TRY IT: A verbatim repeat of the records beneath this line is needed.
[Opening RECORDS FOR THE TASK section]
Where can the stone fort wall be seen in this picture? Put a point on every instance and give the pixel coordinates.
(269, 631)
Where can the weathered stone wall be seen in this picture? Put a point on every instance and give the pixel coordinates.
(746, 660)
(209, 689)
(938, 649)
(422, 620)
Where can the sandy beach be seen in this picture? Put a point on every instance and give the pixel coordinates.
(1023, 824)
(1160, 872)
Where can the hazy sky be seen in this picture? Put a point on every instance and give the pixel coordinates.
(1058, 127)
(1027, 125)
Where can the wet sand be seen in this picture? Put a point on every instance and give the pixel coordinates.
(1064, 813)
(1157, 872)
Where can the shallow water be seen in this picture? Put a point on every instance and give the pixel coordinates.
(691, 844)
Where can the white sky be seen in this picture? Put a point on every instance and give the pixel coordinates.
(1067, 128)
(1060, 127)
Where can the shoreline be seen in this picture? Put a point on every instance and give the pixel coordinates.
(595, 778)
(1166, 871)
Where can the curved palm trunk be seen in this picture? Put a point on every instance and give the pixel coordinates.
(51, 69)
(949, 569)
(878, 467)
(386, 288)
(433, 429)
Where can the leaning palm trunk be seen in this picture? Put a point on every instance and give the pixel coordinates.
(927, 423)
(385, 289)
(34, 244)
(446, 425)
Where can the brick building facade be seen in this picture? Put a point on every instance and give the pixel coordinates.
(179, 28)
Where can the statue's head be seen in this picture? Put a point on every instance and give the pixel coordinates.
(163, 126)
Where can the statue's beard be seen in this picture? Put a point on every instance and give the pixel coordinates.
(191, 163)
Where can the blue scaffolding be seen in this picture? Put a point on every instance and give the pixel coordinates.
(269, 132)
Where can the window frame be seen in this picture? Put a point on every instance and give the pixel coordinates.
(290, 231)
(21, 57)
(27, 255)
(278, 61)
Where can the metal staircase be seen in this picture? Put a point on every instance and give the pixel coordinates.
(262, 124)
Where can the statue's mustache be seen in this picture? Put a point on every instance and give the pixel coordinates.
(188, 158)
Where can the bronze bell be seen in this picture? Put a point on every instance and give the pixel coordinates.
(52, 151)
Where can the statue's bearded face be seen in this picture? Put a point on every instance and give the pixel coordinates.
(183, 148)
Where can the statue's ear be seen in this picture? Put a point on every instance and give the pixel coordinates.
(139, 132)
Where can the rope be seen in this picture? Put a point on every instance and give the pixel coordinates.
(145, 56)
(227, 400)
[Closing RECORDS FOR THE TASK section]
RESPONSE BOX:
Where can the stone fort wall be seen in this picture? Put a point on every instance and give the pixel coordinates.
(269, 631)
Where can the weathered stone wall be seen in this picture? Put a point on every instance and give the pixel coordinates.
(746, 660)
(209, 689)
(938, 649)
(422, 620)
Where can the sandy beach be seen in this picture? Put a point on every instance and give the pixel coordinates.
(1023, 824)
(1160, 872)
Where can the hazy sky be seen in this picture? Put a point on every instance and give the pixel coordinates.
(1058, 127)
(1027, 125)
Where can the wet sand be seen in this picture? Put a point on every instance and give the pixel coordinates.
(1064, 813)
(1157, 872)
Where can the shallow water be seen in this picture? Put a point on every instance and give the pixel coordinates.
(691, 844)
Where can the white sky be seen in this picture? Put a point on every instance and give the pixel coordinates.
(1067, 128)
(1060, 127)
Where can the shoreline be seen in this picture? Put a point on every instance and give the pixel coordinates.
(595, 778)
(1166, 871)
Where can the curved palm trunk be seen in this picture? Put a point on every instance and give the pixel coordinates.
(51, 69)
(949, 569)
(878, 467)
(386, 288)
(433, 429)
Where can the leaning palm trunk be seen in this picture? Put a point on every instance and give the pixel coordinates.
(927, 423)
(385, 289)
(34, 244)
(446, 425)
Where can the brick building facade be seen in this picture? Put a point on every instance and give the pixel coordinates.
(179, 28)
Where can the statue's head be seen in this picture? Put a point on every instance and give the pixel coordinates.
(163, 126)
Where can the statue's beard be seen in this picture? Put a point on every instance and give the pixel coordinates.
(191, 163)
Where can the blue scaffolding be seen in this picture? Put a point on every instance and give the pixel coordinates.
(269, 132)
Where can the window frame be seen in this picture? Put a point on every instance and give the pixel coordinates.
(290, 231)
(21, 57)
(27, 255)
(278, 61)
Where can the metal staircase be seen in this picture? Put a point on every instance and give the pixel coordinates.
(262, 124)
Where can the statue's mustache be seen in this picture? Put a point on every instance and give the pixel coordinates.
(188, 158)
Where can the bronze bell be seen in this picture? Put a point on every instance and give the pixel coordinates.
(52, 151)
Where can the statue's bearded face be seen in this picture? Put a point on every instance and give the pixel coordinates.
(183, 148)
Where can the statue's ear be seen in this picture? Put a point on every instance and give the pixel coordinates.
(139, 132)
Where can the rope be seen in this picture? Put a point on every instance and give the pixel coordinates.
(145, 56)
(227, 400)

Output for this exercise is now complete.